* [DATA SUPPLIED]:

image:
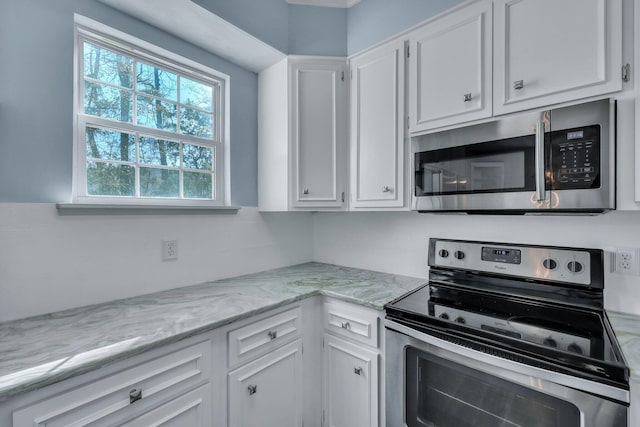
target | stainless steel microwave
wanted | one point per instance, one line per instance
(547, 161)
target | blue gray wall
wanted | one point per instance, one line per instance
(372, 21)
(36, 76)
(36, 99)
(317, 31)
(266, 20)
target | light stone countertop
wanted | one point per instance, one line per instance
(627, 330)
(43, 350)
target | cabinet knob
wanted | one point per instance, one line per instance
(135, 395)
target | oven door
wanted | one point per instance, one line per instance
(434, 383)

* [GOAL]: Give the data from the line containing "target | oven door" through the end as a numbered list, leaving out any blank lines.

* [TASK OUTPUT]:
1. target | oven door
2. wanted | one point per instance, one line per instance
3. (434, 383)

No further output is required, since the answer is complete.